Will a git interactive rebase that deletes a commit truly remove exposure of API keys / secrets / passwords?

Question

Its important to NOT store passwords and secrets in code repos.

Sometimes we hard code an API password while we are developing an application. We remove it, often by turning it into an environmental variable that we set with export (Unix). Obviously a better practice would be to use environmental variables from the start.

But what happens in the case where we are not that careful and we COMMIT that change that has the password exposed.
The first step is to quickly remove them and commit and push that change.
OK

But...

The password is still in the git history so anyone who has access to the git repository can get the pw. Not good.

But...

We then do a git interactive rebase and delete (not squash) the offending commit = the one with the password added in history.

Will that fix the problem and ensure the password is no longer available in any way in git?

How will this affect the code when I pull this commit out. If there is other code than the line(s) with the password(s) presumably I will need to redo those changes which would be lost. If the commit is many ago I could imagine problems if any commit since has also changed the same line. Hopefully not.

Possible duplicate of [Remove sensitive files and their commits from Git history](https://stackoverflow.com/questions/872565/remove-sensitive-files-and-their-commits-from-git-history) — phd, May 29 '19 at 12:03
https://stackoverflow.com/search?q=%5Bgit%5D+remove+sensitive+files — phd, May 29 '19 at 12:03

score 6 · Accepted Answer · answered May 30 '19 at 00:40

There are lots of answers about how to remove sensitive commits, e.g., Remove sensitive files and their commits from Git history. Any good answer warns you that it's probably too late anyway, which is true. Not too many go into details about when and why it is too late, but the answer is pretty straightforward: it's not not a lot of use. The rest of this answer is about when and why it's too late, and why just deleting the commit with an interactive rebase is not sufficient.

The heart of the problem is that commits cannot be changed, and Git is wired to add new commits. Removing old / dead commits (and other dead objects) happens as a side effect, with little control on your part. When you do virtually anything—no matter what: git commit --amend, git rebase -i, git reset --hard, none of this matters—any existing commit remains in your database of commits, unchanged, undisturbed, and still available by its hash ID. Nonetheless, it is possible to remove a commit for real. It's just hard to do it in a controlled and correct manner.

Representing and finding commits

Each commit—in fact, each object¹ in Git's main database—is accessed by its hash ID. The hash ID of the last commit in a branch is found in a second, smaller database. Essentially, a branch name like master says: the tip commit of master is a123456..., which provides the hash ID of the commit object so that you—or Git—can go back to the main database and say: Get me object a123456....

- **Set of tasks**
**1.** In the thread on removing committed passwords from Git history, how is each object in Git's main database accessed?
**2.** Carry on the thread on removing committed passwords from Git history, starting after its final sentence.

- **Dataset section**
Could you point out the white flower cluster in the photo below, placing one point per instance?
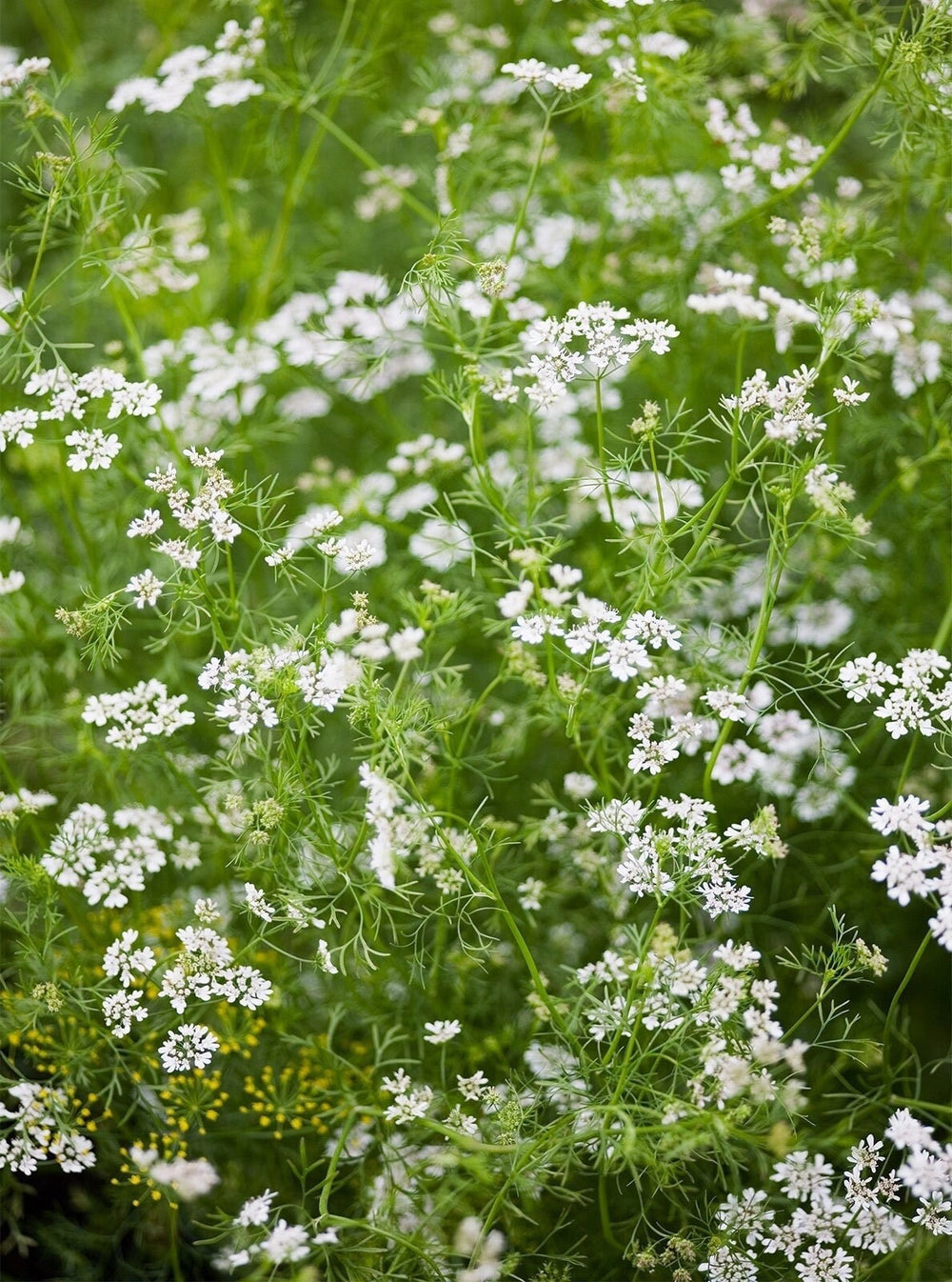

- **Expected responses**
**1.** By its hash ID.

**2.**
Every commit can list the hash ID(s) of some previous, or parent, commits. That is, having obtained object a123456..., you can then fish around inside it for the parent hash IDs. If the (single) parent hash ID of a123456... is 9876543..., you then go back to the main database and say: *Get me object 9876543... and you have the previous commit. That's how you—and Git—can start from end of a branch and work backwards, one commit at a time:

... <-grandparent <-parent <-last-commit   <--branchname

If we use single uppercase letters to stand in for hash IDs, and just remember that the arrows (from child to parent) always point backwards, we get something that's easier to draw when you have multiple branches:

...--E--F--G   <-- master
         \
          H  <-- develop

But in all cases, whenever you do something to "change" your history—for instance, if we decide commit G is bad and must be replaced—you don't actually change anything. Instead, Git in effect just moves the bad commit out of the way:

          G
         /
...--E--F--I   <-- master
         \
          H  <-- develop

The main object database is not cleaned out immediately, and if you have any way to remember the hash ID of commit G, you can ask Git for G by that hash ID. Git will present it to you, because it's in the database!

This same description is true regardless of how you "delete" or "change" a commit: Git just ends up making copies of every other commit, so that the "deleted" or "changed" commit (here, G is to be deleted) is now on a different branch-line:

...--o--F--G--H--J--...   <-- branch

becomes:

          G--H--J--...   [previous branch, now abandoned]
         /
...--o--F--H'-J'-...   <-- branch

where H' is a copy of H adapted to come after F instead of G, J' is a copy of J adapted to come after H', and so on. Again, G isn't really gone, it's just shoved up out of the way, along with all of its descendants. All of its descendants are replaced by slightly-altered copies, with new, different hash IDs.

¹There are four types of objects. Commit, tree, and blob objects work together to store files in commits, with annotated tag objects making the fourth type. Each commit refers to one tree; that tree refers to additional sub-trees if needed, and to blobs to hold the files that go with that commit.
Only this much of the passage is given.